Tekstfragment —
◆ ◆ ◆ ◆ ◆
Verslag vergadering Commissie voor Cultuur, Jeugd, Sport en Media
Verslag
De Federale Regering heeft hervormingen doorgevoerd met betrekking tot de tewerkstelling van kunstenaars. Eén van de maatregelen die dit najaar gerealiseerd worden, is het omvormen van de KVR. KVR, de kleine vriendelijke reus van Roald Dahl? Nee, dat is het niet, het gaat om de kleine vergoedingsregeling, die werd omgevormd naar de amateurkunstenvergoeding.
De reden waarom de KVR werd omgevormd tot amateurkunstenvergoeding, is enerzijds om organisaties ertoe aan te zetten professionele kunstenaars correct te vergoeden in het kader van ‘fair pay and fair practice’, en anderzijds amateurkunstenaars toch de kans te geven om voor hun prestaties een belastingvrije vergoeding te ontvangen. Zoals u weet, is het gebruik van die KVR een zeer wijdverspreide praktijk in de cultuursector, zowel in het professionele circuit als in het amateurkunstencircuit, en al zeker daar waar de grens tussen professioneel en amateur soms moeilijk te trekken valt. Het wegvallen van de mogelijkheid voor vergoedingen heeft een grote impact, zowel voor organisaties als voor individuele kunstenaars.
Daarom heb ik volgende vragen, minister.
Hebt u zicht op hoeveel organisaties in Vlaanderen het systeem van de KVR gebruiken om artiesten te vergoeden, en hoeveel kunstenaars – amateurs en professionelen – de KVR gebruiken bij het vergoeden van hun artistieke prestaties?
◆ ◆ ◆ ◆ ◆
Gegevensblok —

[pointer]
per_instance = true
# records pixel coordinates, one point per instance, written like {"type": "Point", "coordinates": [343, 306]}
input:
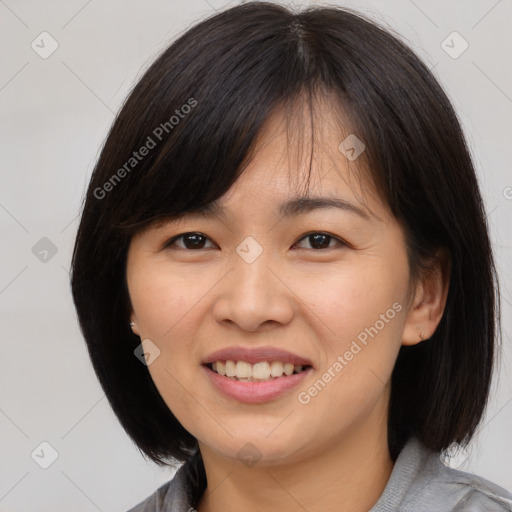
◆ ◆ ◆ ◆ ◆
Uit te voeren taken —
1) Schrijf uit het verslag het stuk over dat begint bij "Daarom heb ik" en eindigt bij "hun artistieke prestaties?".
2) Beantwoord deze vragen over het verslag:
(a) Welke instantie heeft hervormingen doorgevoerd voor de tewerkstelling van kunstenaars?
(b) Tot welke vergoeding werd de KVR omgevormd?
(c) In het kader van welk principe moeten organisaties professionele kunstenaars correct vergoeden?

Resultaten —
1)
Daarom heb ik volgende vragen, minister.
Hebt u zicht op hoeveel organisaties in Vlaanderen het systeem van de KVR gebruiken om artiesten te vergoeden, en hoeveel kunstenaars – amateurs en professionelen – de KVR gebruiken bij het vergoeden van hun artistieke prestaties?

2)
(a) De Federale Regering.
(b) De amateurkunstenvergoeding.
(c) 'Fair pay and fair practice'.